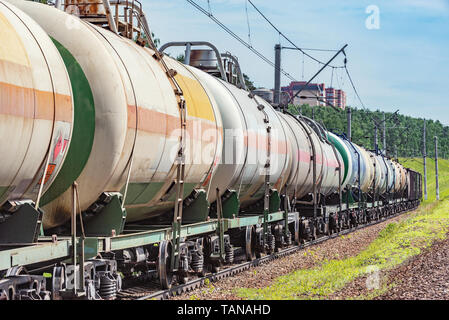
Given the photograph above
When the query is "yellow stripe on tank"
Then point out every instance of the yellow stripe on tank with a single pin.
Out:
(197, 101)
(11, 48)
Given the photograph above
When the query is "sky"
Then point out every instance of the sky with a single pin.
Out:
(398, 50)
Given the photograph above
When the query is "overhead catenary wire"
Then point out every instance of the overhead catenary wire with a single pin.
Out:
(243, 42)
(285, 37)
(247, 22)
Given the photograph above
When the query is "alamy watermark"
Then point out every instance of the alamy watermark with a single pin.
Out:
(372, 22)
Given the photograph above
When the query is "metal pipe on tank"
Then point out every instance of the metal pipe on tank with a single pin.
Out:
(349, 128)
(436, 168)
(199, 43)
(187, 53)
(277, 74)
(111, 20)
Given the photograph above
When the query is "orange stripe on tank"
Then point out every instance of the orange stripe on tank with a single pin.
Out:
(31, 103)
(260, 142)
(156, 122)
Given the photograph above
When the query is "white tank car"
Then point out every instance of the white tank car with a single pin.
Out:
(36, 107)
(137, 120)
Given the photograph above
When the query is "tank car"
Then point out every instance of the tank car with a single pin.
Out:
(123, 162)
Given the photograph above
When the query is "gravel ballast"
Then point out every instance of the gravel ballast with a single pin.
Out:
(262, 276)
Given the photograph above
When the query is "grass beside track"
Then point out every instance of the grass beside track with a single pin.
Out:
(395, 244)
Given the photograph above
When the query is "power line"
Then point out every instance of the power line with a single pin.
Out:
(311, 49)
(230, 32)
(247, 22)
(285, 37)
(355, 90)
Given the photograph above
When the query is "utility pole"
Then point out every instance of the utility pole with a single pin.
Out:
(277, 74)
(349, 129)
(424, 160)
(375, 139)
(384, 142)
(436, 168)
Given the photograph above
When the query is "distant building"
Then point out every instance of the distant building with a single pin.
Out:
(331, 96)
(265, 94)
(340, 99)
(312, 94)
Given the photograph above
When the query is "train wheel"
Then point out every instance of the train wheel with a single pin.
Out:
(250, 243)
(165, 275)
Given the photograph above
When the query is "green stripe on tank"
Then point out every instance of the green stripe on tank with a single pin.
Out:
(342, 152)
(141, 193)
(83, 128)
(2, 191)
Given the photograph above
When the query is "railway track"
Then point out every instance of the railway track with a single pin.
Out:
(150, 291)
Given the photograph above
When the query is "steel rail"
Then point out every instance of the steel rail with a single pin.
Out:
(200, 282)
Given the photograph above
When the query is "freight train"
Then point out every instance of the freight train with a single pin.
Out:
(121, 162)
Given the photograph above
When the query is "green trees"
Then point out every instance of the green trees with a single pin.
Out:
(403, 132)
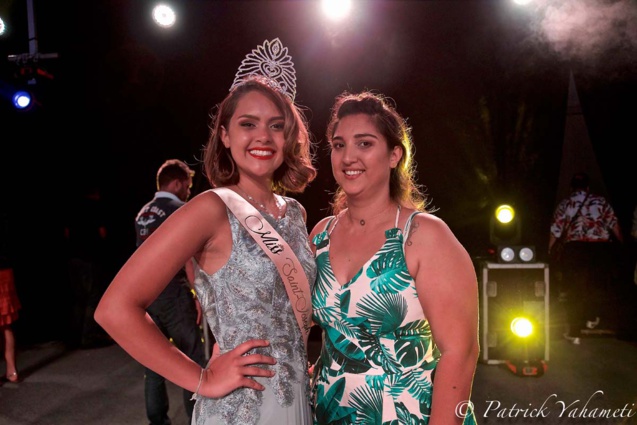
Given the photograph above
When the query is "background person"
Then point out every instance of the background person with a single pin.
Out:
(174, 311)
(396, 293)
(9, 303)
(587, 264)
(259, 145)
(86, 235)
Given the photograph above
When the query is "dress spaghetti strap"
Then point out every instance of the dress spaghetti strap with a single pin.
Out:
(408, 226)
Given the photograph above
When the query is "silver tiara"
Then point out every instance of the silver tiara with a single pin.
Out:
(270, 60)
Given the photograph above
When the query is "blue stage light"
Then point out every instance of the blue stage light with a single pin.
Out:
(22, 100)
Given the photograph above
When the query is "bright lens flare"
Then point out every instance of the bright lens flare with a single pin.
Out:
(336, 9)
(521, 327)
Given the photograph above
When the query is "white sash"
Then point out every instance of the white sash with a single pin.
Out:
(288, 265)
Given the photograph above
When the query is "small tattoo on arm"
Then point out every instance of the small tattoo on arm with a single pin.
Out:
(412, 230)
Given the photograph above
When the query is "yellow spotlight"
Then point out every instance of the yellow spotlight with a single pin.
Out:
(505, 213)
(521, 327)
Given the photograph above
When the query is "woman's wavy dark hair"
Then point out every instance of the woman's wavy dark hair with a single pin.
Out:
(296, 171)
(403, 188)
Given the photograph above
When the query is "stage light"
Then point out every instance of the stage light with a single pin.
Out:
(504, 226)
(22, 100)
(515, 312)
(164, 16)
(522, 327)
(510, 254)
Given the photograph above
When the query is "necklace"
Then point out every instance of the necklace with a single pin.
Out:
(263, 207)
(362, 221)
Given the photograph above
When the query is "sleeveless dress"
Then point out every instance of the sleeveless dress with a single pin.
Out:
(378, 356)
(246, 299)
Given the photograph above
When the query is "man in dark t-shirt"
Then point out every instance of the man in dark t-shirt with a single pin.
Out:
(175, 311)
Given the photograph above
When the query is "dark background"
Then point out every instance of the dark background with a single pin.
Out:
(484, 85)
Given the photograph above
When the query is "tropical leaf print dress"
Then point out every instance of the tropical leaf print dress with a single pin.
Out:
(378, 355)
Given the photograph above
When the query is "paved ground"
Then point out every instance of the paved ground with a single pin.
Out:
(104, 386)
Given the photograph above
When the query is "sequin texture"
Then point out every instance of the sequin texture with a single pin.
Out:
(246, 299)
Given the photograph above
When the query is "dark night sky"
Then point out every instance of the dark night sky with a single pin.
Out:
(483, 83)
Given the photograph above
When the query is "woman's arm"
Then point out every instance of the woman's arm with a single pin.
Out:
(188, 232)
(448, 291)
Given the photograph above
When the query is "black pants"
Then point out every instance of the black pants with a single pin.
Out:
(588, 271)
(177, 319)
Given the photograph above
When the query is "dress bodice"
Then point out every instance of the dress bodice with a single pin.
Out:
(246, 299)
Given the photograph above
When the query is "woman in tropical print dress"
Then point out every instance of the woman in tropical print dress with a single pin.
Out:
(396, 293)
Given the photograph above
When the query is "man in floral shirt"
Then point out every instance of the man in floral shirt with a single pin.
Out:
(590, 223)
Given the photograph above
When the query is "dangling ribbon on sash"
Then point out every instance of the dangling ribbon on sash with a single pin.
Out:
(288, 265)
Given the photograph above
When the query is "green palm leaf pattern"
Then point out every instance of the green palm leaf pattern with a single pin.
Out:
(325, 315)
(345, 353)
(324, 279)
(369, 405)
(387, 271)
(342, 301)
(329, 411)
(377, 353)
(412, 342)
(375, 382)
(385, 313)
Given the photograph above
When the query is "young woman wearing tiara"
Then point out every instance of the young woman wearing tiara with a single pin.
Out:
(253, 264)
(396, 293)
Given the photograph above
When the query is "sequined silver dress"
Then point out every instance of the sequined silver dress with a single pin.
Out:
(246, 299)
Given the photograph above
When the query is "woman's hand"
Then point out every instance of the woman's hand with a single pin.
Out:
(234, 369)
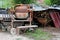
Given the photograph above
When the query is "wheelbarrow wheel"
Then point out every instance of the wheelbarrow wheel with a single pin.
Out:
(13, 31)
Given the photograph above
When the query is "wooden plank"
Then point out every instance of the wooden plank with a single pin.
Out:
(27, 26)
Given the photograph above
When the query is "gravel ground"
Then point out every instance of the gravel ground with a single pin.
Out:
(8, 36)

The request
Can you repeat every record above exactly, apart from the pictures?

Task solution
Given the photograph above
When the query is "yellow stripe on tank"
Then point out every instance of the yellow stripe on tank with a single pin.
Out:
(197, 101)
(11, 48)
Given the photograph above
When the query is "sky"
Then point out every instance of the sky with a single pin.
Out:
(398, 50)
Given the photograph above
When the query is "overhead catenary wire"
Then point out every instance of the overhead catenary wire with a single pin.
Out:
(243, 42)
(285, 37)
(247, 22)
Given the photograph above
When the query is "alamy watermark"
Then point out every instance of the alamy watermark with a single pin.
Out:
(372, 22)
Given the photograph above
When the query is "metal pipe on tank"
Then point out every instance of the metal pipe on tank with a single pin.
Out:
(349, 128)
(436, 168)
(199, 43)
(187, 53)
(277, 74)
(111, 20)
Given the photograph above
When the query is "orange stripe on tank"
Then point out every instance of the orange stripe on tank with a single pin.
Out:
(31, 103)
(260, 142)
(156, 122)
Given the photograph above
When the query is "white tank car"
Then point out every instance of the white tank car with a single pin.
Out:
(36, 107)
(137, 120)
Given the photograph above
When the query is "tank car"
Then point out every instance of the tank car with a single pin.
Out:
(123, 162)
Given the photograph above
When the query is "gravel ballast"
Then point out every instance of the gravel ballast with a single pin.
Out:
(262, 276)
Given the photograph above
When the query is "grass beside track"
Then point out every instance of the grass beside track with a single pin.
Out:
(395, 244)
Given the photograph above
When the query is "power line"
Then point out every instance of the power line with a single pin.
Out:
(311, 49)
(230, 32)
(247, 22)
(285, 37)
(355, 90)
Given the photograph above
When the query is "utility pole"
Then point out every instance of the utility pole with a single pin.
Out:
(277, 74)
(349, 129)
(424, 160)
(375, 139)
(384, 142)
(436, 168)
Given the photograph above
When the query is "distant building"
Then point out every instance of the distant building with a single pin.
Out:
(331, 96)
(265, 94)
(340, 99)
(312, 94)
Given the photograph above
When the query is "train wheel"
Then point out every instance of the train wheel with a single pin.
Out:
(250, 243)
(165, 275)
Given the photograph above
When the query is "green stripe on tank"
Then point out every instance of the green stripe on tank with a single pin.
Out:
(342, 152)
(141, 193)
(83, 128)
(2, 191)
Given the photograph above
When the query is "railway track"
Then point out every instance of the railway track with a single pin.
Out:
(150, 291)
Given the photograph above
When the query is "steel rail"
Then point out every instance of the steel rail with a single pin.
Out:
(200, 282)
Given the photograph above
When the query is "freight train"
Then point out every instance of the freight train with a single pin.
Out:
(121, 162)
Given the photograph above
When the query is "green trees"
Then point out every instance of the green trees with a single pin.
Out:
(403, 132)
Given the photograph above
When the query is "background person"
Then point out every instance of the background person with a single pin.
Out:
(174, 311)
(396, 293)
(9, 303)
(587, 264)
(259, 145)
(86, 235)
Given the photograph above
When the query is "dress spaghetti strap"
Then point out every instance of the dress spaghetti strap with a single pin.
Out:
(408, 226)
Given the photograph above
When the query is "silver tiara"
Then point out every instance of the silver tiara with a single pin.
Out:
(270, 60)
Given the photograph above
When the query is "blue stage light"
Then point out every instance of the blue stage light with a single pin.
Out:
(22, 100)
Given the photograph above
When the query is "bright lens flare"
Then point out every instance of the bright lens flare with a single pin.
Out:
(336, 9)
(521, 327)
Given the photograph above
When the query is "white sash"
Then point out every instance of the white sash with a single pin.
Out:
(288, 265)
Given the photograph above
When the query is "small tattoo on arm"
Then point out every instance of the small tattoo on arm with a single pin.
Out:
(412, 230)
Given the photograph above
When the query is "yellow spotlight"
Then point out every instance of the yellow spotlight with a single pin.
Out:
(505, 213)
(521, 327)
Given the photograph above
When the query is "woman's wavy dark hair"
Then point out every instance of the woman's wavy dark hair with a single pin.
Out:
(296, 171)
(403, 188)
Given the photograph above
When the query is "stage light"
Then point out every instance of the stage light with a single pin.
Out:
(504, 226)
(22, 100)
(515, 312)
(164, 16)
(522, 327)
(510, 254)
Given the photograph above
When the query is "necklace"
Then point out every instance of the necklace with a single pin.
Out:
(263, 207)
(362, 221)
Given the photograph above
When the query is "sleeveless dress"
Then point out every instance of the sleeveless dress with a single pin.
Out:
(378, 356)
(246, 299)
Given the photograph above
When the query is "man in dark t-shirt"
Then point out every instance of the man in dark t-shirt with a single pin.
Out:
(175, 311)
Given the photograph above
When the query is "dark background"
Then point out every instance of the dark background with a single pin.
Out:
(484, 85)
Given the photograph above
When the query is "tropical leaf print dress"
Then point out every instance of the tropical leaf print dress with a single pin.
Out:
(378, 355)
Given the photograph above
When the query is "paved ground"
Then point out every instance of the paved ground with a single pin.
Out:
(104, 386)
Given the photograph above
When the query is "sequin texture"
Then point out every instance of the sequin texture with a single pin.
Out:
(246, 299)
Given the photograph above
When the query is "dark night sky"
Then point out every instance of the dark night sky with a single pin.
Out:
(483, 83)
Given the photograph above
When the query is "woman's arm"
Then point out every instance of the woman's arm with a single pin.
Out:
(188, 232)
(448, 291)
Given the photograph above
When the query is "black pants"
Then point out every instance of the black pants with a single pin.
Out:
(588, 271)
(177, 319)
Given the photograph above
When the query is "dress bodice"
Then point out every instance of the dress bodice with a single pin.
Out:
(246, 299)
Given the photograph above
When the query is "woman in tropical print dress"
Then point out every instance of the woman in tropical print dress with a single pin.
Out:
(396, 293)
Given the photograph above
When the query is "man in floral shirt"
Then point out every instance of the man in floral shirt with a single pin.
Out:
(590, 223)
Given the photograph above
When the query is "dangling ribbon on sash"
Then point out every instance of the dangling ribbon on sash with a single pin.
Out:
(288, 265)
Given the photograph above
When the query is "green palm leaf pattern"
Then point out every instance of the green palm leaf pattern with a single pin.
Out:
(325, 315)
(345, 353)
(324, 279)
(369, 405)
(387, 271)
(342, 301)
(329, 411)
(377, 353)
(412, 342)
(375, 382)
(385, 313)
Given the photograph above
When the query is "young woman wearing tiara"
Then point out every instance of the young woman wearing tiara with a single pin.
Out:
(253, 264)
(396, 293)
Given the photograph above
When the query is "sequined silver dress"
Then point out every instance of the sequined silver dress with a single pin.
Out:
(246, 299)
Given the photograph above
When the query is "woman's hand"
Then point out every instance of the woman's hand with a single pin.
Out:
(234, 369)
Given the photograph above
When the query is "wheelbarrow wheel"
Then point out every instance of the wheelbarrow wheel with a single pin.
Out:
(13, 31)
Given the photograph above
When the query is "wooden plank"
Then point out every instance of the wooden plank with a single pin.
Out:
(27, 26)
Given the photograph above
When the query is "gravel ground"
Then point out every instance of the gravel ground with a single pin.
Out:
(8, 36)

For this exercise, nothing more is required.